+++ ENTRIES SUPPLIED +++
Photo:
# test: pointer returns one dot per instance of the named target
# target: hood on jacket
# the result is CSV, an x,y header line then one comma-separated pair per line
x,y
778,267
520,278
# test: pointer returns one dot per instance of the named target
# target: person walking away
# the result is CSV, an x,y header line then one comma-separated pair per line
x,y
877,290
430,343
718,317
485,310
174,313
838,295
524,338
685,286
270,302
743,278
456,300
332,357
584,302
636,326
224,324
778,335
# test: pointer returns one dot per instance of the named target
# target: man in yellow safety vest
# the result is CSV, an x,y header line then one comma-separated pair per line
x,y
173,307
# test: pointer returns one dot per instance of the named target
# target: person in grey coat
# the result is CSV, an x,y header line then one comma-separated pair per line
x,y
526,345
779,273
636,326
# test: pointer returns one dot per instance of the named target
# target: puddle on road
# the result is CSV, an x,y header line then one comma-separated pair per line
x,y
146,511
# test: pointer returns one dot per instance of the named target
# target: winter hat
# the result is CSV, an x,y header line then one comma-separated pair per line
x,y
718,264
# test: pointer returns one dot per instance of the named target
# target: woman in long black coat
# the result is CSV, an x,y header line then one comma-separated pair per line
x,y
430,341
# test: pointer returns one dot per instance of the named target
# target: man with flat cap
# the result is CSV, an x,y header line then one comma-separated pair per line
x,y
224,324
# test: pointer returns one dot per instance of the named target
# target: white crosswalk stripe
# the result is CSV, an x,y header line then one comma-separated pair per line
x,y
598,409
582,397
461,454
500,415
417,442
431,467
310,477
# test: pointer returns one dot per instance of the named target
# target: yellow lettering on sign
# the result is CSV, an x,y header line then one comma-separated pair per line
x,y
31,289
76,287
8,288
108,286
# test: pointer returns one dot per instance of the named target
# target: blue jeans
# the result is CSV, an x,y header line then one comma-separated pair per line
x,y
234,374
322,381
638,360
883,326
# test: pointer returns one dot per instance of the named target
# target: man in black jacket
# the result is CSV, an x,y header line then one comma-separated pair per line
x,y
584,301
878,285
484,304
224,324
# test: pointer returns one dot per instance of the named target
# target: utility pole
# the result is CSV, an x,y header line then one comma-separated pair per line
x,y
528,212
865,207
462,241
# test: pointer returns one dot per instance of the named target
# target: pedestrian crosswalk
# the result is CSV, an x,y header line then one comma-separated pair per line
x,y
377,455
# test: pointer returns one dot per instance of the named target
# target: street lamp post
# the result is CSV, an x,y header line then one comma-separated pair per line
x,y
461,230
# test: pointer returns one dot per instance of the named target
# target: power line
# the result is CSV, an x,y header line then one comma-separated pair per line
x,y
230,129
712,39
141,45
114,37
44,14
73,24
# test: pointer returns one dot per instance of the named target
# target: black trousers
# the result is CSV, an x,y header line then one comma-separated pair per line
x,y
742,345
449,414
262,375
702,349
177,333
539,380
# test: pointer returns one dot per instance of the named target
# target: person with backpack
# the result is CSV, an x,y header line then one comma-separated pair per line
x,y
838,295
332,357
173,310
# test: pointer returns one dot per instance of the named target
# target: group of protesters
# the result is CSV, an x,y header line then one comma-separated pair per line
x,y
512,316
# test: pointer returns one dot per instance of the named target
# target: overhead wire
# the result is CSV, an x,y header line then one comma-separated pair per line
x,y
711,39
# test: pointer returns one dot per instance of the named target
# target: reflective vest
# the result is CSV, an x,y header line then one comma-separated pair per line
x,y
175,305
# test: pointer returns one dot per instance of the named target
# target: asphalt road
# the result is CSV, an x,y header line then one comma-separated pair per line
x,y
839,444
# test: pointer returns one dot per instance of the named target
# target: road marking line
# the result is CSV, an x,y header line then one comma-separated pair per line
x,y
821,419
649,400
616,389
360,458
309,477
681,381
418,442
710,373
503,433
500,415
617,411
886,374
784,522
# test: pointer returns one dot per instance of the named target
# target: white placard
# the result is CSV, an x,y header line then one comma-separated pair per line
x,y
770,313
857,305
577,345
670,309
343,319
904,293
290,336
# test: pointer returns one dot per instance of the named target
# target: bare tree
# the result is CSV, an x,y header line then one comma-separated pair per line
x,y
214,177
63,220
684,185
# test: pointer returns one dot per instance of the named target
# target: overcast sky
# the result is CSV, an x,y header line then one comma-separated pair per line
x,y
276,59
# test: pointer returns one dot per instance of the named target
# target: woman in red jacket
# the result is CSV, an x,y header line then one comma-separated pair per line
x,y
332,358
+++
[OBJECTIVE]: Please show each line of the material above that contains the word "yellow".

[REPLY TO THE TASK]:
# target: man in yellow safety vest
# target: yellow lettering on sign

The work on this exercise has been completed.